● To do: Each line from the one containing "Greenhouse-scouting task: tag the dormer" through the last line of the entries below is to be transcribed exactly. Nothing else belongs in the reply.

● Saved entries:

+++

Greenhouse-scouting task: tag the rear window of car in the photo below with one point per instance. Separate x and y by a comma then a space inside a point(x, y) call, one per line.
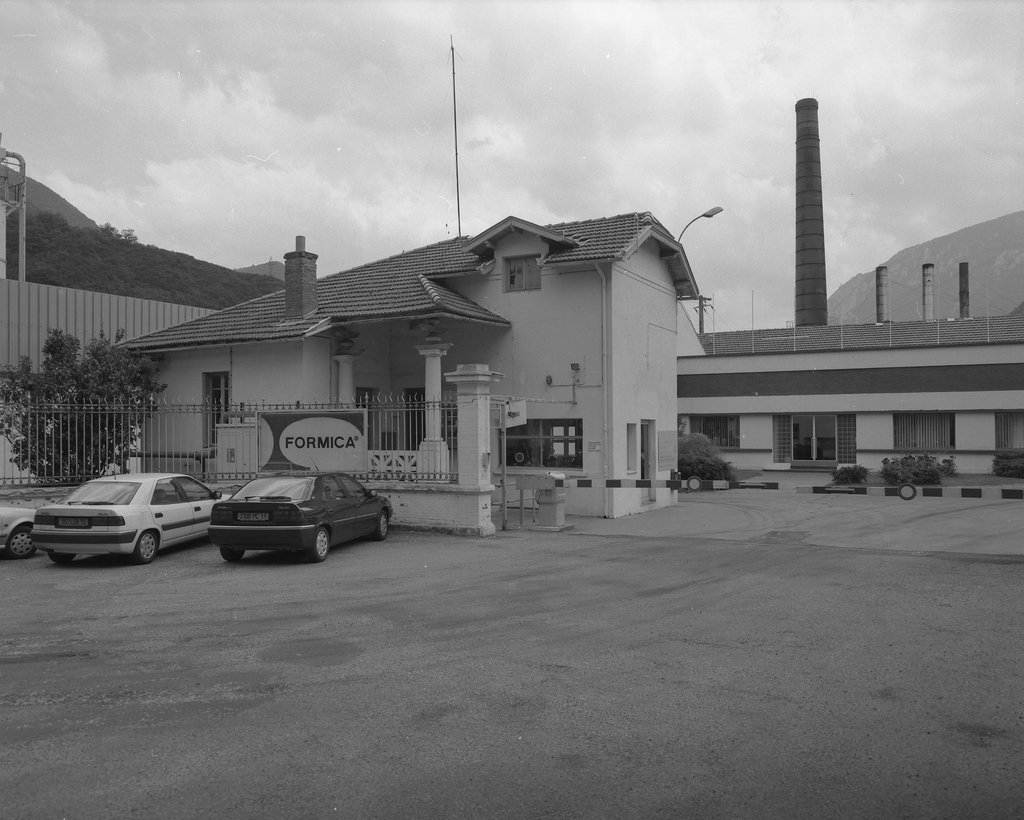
point(103, 492)
point(291, 487)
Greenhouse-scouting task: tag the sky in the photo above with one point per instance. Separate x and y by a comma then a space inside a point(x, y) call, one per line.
point(224, 129)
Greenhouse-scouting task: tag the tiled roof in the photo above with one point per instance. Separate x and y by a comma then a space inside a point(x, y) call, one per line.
point(994, 330)
point(397, 287)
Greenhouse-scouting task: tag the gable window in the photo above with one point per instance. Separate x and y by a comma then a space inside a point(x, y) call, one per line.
point(522, 273)
point(924, 431)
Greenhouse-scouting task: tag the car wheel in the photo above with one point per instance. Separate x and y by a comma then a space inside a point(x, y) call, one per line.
point(60, 558)
point(321, 547)
point(145, 548)
point(380, 531)
point(19, 543)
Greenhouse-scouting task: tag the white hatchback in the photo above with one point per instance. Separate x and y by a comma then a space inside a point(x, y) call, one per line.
point(134, 515)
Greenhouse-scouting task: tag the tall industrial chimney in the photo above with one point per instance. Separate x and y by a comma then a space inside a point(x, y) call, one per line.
point(812, 298)
point(965, 283)
point(928, 292)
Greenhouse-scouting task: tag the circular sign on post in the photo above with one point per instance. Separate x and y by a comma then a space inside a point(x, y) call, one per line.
point(906, 491)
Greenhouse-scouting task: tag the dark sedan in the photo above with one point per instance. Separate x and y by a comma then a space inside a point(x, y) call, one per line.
point(307, 513)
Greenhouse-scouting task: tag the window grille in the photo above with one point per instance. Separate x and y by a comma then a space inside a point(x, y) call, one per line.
point(722, 430)
point(846, 433)
point(781, 438)
point(1010, 430)
point(924, 431)
point(522, 273)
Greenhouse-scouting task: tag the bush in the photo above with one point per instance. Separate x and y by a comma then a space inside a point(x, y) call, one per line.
point(710, 469)
point(698, 457)
point(1009, 465)
point(920, 469)
point(854, 474)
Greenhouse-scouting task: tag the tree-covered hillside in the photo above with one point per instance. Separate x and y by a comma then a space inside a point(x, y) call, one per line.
point(107, 260)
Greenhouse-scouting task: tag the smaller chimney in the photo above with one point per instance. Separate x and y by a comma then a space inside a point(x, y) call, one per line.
point(300, 281)
point(928, 292)
point(881, 294)
point(965, 291)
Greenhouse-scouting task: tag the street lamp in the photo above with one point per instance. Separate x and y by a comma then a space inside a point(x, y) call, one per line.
point(702, 300)
point(706, 215)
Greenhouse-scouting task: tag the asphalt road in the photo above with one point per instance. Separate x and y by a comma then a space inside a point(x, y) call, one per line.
point(743, 674)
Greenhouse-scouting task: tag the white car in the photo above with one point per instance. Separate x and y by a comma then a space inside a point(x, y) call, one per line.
point(15, 532)
point(134, 514)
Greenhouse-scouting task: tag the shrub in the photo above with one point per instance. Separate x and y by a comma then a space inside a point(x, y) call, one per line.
point(711, 469)
point(851, 474)
point(1009, 465)
point(919, 469)
point(698, 457)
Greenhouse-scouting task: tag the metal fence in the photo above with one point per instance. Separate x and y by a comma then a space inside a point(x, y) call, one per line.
point(46, 444)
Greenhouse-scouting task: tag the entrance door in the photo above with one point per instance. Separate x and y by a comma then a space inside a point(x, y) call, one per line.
point(814, 440)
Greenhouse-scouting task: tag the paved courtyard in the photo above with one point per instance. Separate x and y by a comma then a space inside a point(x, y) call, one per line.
point(744, 654)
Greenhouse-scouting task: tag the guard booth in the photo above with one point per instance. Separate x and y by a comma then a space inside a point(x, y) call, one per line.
point(550, 499)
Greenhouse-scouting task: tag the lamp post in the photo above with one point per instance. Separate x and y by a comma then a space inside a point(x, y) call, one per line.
point(706, 215)
point(701, 299)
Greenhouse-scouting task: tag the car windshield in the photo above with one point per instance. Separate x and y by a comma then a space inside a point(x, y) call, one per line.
point(278, 487)
point(103, 492)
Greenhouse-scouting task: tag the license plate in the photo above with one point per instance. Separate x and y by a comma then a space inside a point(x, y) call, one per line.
point(73, 522)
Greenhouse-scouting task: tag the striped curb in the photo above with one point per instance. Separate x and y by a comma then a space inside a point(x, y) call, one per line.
point(641, 483)
point(908, 491)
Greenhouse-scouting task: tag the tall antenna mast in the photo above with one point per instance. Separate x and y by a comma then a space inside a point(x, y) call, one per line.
point(455, 117)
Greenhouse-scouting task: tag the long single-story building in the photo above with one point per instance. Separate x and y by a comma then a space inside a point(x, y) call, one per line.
point(817, 396)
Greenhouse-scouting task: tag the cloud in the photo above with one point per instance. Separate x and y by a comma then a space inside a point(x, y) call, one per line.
point(223, 129)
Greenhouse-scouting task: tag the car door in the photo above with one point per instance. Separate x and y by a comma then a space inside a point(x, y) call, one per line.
point(341, 507)
point(171, 511)
point(364, 508)
point(202, 500)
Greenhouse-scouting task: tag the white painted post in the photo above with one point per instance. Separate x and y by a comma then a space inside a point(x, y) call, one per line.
point(433, 451)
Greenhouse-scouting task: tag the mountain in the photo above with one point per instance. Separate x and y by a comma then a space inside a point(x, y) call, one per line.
point(994, 251)
point(268, 268)
point(44, 200)
point(67, 249)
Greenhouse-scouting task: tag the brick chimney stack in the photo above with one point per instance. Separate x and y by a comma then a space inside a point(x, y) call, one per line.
point(300, 281)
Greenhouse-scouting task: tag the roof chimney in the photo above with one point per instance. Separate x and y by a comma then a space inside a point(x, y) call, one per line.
point(965, 291)
point(812, 299)
point(300, 281)
point(882, 294)
point(928, 292)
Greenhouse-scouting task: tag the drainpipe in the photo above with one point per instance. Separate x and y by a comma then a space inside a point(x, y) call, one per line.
point(606, 408)
point(928, 292)
point(881, 294)
point(965, 283)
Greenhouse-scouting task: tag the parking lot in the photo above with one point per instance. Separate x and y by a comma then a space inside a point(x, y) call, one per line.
point(744, 654)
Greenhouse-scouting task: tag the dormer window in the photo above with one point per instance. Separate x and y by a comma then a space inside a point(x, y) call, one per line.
point(522, 273)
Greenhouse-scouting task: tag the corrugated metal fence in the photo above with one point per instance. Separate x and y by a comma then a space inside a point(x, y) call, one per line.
point(30, 310)
point(45, 444)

+++

● Answer box:
Greenhouse-scouting task: tag the dormer window in the photo above with one point per instance. Separate x and y by a comma then a space inside a point(x, y) call, one per line.
point(522, 273)
Greenhouse-scouting task: tag the corrugated metal fence in the photo above with one point per instance. Separate x and y by a comma then a space inside a point(x, y) call, one per line.
point(30, 310)
point(45, 444)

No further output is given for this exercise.